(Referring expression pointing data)
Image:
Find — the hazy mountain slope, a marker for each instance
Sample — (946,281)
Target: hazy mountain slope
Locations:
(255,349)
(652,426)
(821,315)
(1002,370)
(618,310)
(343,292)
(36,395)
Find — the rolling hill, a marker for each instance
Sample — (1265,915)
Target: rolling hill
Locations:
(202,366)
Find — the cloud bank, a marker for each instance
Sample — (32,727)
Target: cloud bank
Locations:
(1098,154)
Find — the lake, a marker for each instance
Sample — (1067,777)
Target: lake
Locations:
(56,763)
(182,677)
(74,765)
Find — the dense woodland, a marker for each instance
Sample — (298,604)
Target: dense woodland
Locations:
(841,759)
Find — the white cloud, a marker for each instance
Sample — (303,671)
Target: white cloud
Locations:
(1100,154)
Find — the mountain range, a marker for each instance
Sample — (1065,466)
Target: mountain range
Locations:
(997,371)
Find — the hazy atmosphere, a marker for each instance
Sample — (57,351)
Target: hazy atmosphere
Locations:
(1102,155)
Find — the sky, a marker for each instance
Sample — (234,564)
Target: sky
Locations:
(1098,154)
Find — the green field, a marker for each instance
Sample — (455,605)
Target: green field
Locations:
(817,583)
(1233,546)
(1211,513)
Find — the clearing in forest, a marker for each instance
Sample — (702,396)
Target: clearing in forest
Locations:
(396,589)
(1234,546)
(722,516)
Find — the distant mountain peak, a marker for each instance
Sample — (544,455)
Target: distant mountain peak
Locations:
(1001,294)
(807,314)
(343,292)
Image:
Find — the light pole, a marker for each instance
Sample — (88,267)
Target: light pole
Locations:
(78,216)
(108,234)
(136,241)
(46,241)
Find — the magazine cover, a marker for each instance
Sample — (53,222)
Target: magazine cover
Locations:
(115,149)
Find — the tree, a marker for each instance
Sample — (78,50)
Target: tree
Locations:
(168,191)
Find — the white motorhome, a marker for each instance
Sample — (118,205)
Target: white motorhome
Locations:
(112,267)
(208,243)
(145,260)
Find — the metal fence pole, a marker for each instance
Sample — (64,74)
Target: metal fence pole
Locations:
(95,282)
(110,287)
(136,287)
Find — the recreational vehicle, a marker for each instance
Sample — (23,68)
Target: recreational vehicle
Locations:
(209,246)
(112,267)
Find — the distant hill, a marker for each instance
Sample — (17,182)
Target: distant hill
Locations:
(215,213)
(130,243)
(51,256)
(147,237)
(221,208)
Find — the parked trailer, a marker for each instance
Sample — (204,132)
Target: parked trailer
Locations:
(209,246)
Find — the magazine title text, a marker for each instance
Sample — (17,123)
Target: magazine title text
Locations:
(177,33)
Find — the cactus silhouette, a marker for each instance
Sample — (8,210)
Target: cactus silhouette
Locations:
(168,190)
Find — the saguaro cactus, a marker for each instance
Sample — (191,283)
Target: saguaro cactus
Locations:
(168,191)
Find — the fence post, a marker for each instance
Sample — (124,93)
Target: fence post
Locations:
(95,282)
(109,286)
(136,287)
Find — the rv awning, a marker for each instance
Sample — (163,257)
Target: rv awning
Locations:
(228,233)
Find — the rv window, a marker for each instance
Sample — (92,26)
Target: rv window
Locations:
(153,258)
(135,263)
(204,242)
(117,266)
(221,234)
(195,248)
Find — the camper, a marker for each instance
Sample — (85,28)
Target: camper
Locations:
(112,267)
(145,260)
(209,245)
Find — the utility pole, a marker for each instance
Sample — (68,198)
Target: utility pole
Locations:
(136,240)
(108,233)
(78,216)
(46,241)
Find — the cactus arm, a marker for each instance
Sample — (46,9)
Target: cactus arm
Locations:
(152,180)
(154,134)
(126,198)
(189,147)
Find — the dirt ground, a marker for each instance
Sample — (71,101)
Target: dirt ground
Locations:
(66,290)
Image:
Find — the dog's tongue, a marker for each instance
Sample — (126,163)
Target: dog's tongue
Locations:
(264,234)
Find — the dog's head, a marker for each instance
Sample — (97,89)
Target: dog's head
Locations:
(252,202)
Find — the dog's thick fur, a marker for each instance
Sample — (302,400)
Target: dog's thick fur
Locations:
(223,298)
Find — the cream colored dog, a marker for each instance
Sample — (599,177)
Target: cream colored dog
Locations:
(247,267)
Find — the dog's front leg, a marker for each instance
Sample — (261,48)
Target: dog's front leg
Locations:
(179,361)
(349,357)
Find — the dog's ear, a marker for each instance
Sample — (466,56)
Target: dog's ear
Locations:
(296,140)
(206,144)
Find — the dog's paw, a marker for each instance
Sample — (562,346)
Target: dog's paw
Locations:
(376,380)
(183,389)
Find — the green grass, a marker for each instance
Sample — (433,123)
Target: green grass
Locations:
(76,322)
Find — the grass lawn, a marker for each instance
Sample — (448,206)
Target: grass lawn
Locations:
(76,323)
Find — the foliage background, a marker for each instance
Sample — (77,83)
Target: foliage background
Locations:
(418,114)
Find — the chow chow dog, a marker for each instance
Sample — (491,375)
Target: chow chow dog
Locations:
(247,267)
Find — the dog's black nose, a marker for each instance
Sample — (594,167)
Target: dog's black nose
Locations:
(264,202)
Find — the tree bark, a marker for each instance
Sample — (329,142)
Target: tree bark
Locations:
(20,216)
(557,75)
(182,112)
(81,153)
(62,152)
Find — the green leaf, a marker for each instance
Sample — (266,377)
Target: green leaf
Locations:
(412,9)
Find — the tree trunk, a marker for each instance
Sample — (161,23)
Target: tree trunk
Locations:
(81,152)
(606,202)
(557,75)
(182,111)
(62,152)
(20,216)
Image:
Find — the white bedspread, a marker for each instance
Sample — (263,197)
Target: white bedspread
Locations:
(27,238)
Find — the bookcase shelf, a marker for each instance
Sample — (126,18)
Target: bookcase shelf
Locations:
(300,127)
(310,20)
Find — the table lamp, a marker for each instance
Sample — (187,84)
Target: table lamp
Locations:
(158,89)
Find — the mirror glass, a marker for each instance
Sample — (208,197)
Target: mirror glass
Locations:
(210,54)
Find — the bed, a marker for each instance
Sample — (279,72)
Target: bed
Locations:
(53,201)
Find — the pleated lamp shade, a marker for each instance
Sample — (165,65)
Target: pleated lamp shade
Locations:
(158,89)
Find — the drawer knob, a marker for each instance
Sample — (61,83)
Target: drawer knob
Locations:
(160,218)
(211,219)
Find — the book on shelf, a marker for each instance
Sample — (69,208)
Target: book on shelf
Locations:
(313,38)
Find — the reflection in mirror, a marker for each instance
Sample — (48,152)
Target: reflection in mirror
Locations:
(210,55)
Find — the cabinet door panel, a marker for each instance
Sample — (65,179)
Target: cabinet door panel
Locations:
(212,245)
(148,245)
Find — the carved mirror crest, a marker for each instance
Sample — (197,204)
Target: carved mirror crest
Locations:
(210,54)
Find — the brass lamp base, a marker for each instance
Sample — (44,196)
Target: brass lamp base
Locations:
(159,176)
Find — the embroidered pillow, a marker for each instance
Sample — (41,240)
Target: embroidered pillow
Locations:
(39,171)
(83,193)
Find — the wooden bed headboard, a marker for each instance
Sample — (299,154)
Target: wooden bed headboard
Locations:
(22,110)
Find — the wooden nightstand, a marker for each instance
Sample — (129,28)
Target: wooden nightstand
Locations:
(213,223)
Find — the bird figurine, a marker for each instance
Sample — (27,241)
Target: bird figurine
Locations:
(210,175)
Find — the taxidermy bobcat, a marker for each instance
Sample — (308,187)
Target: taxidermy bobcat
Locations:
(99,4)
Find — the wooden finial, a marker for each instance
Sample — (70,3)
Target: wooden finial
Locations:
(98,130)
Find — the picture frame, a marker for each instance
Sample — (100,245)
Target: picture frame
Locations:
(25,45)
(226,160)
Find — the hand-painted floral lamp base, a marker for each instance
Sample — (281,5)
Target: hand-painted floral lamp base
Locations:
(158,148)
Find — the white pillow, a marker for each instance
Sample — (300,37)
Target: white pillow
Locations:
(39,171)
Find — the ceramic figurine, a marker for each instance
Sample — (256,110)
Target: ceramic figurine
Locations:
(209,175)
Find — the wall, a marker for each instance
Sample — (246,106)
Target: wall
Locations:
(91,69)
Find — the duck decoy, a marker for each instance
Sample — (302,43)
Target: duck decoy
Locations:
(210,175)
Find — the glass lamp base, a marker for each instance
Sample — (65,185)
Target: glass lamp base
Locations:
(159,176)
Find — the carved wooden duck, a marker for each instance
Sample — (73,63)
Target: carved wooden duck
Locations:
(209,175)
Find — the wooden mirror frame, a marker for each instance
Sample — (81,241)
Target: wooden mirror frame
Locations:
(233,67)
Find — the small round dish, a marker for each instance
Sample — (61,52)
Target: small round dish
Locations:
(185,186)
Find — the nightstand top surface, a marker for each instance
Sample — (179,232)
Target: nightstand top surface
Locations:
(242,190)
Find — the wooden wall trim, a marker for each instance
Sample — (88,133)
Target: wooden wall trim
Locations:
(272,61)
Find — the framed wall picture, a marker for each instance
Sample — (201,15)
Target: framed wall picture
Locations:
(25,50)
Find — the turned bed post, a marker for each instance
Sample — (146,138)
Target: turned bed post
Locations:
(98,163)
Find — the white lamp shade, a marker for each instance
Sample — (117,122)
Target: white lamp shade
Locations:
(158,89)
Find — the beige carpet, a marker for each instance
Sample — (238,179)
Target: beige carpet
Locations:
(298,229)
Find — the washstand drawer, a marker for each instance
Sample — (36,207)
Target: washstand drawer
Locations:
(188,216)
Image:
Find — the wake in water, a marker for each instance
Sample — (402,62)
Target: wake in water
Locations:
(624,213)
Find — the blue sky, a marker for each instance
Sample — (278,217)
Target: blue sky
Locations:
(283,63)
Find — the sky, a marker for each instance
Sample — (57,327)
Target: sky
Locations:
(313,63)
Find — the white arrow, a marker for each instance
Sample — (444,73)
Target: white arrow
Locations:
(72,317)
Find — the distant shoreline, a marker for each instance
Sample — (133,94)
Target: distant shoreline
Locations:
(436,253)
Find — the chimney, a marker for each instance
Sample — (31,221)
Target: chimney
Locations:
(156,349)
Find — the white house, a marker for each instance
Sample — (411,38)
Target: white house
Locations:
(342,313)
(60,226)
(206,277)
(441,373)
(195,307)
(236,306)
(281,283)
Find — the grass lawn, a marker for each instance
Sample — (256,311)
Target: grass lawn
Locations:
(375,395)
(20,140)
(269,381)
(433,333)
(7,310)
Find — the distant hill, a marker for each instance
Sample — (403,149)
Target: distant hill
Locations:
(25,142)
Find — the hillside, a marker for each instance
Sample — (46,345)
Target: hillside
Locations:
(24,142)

• **Exercise objective**:
The answer consists only of the lines from the one containing "Sample — (117,122)" to the end of the records, each written out exactly.

• **Written response**:
Sample — (117,122)
Target: white lamp shade
Locations:
(158,89)
Find — the beige carpet, a marker for each instance
Sample — (238,179)
Target: beige carpet
Locations:
(298,229)
Find — the washstand drawer, a marker for each instance
Sample — (36,207)
Target: washstand drawer
Locations:
(188,216)
Image:
Find — the wake in water, a marker for each instance
Sample — (402,62)
Target: wake in water
Locations:
(624,213)
Find — the blue sky, a marker for each instance
Sample — (278,217)
Target: blue sky
Locations:
(283,63)
Find — the sky, a marker for each instance
Sample — (57,327)
Target: sky
Locations:
(313,63)
Find — the white arrow, a marker for each instance
Sample — (444,73)
Target: white arrow
Locations:
(72,317)
Find — the distant shoreline, a marker for each instance
Sample — (133,94)
Target: distant shoreline
Locations:
(436,253)
Find — the chimney, a marker for each instance
Sample — (31,221)
Target: chimney
Locations:
(156,349)
Find — the white house, a marker for each instance
Sample — (411,38)
Target: white house
Locations:
(342,313)
(60,226)
(206,277)
(441,373)
(195,307)
(236,306)
(281,283)
Find — the grass lawn, a marker for each instance
Sample — (256,311)
Target: grass lawn
Locations:
(375,395)
(20,140)
(269,381)
(433,333)
(7,310)
Find — the distant hill, a marker for each instance
Sample — (403,149)
Target: distant hill
Locations:
(25,142)
Find — the hillside, a marker for each instance
Sample — (46,345)
Target: hillside
Locations:
(24,142)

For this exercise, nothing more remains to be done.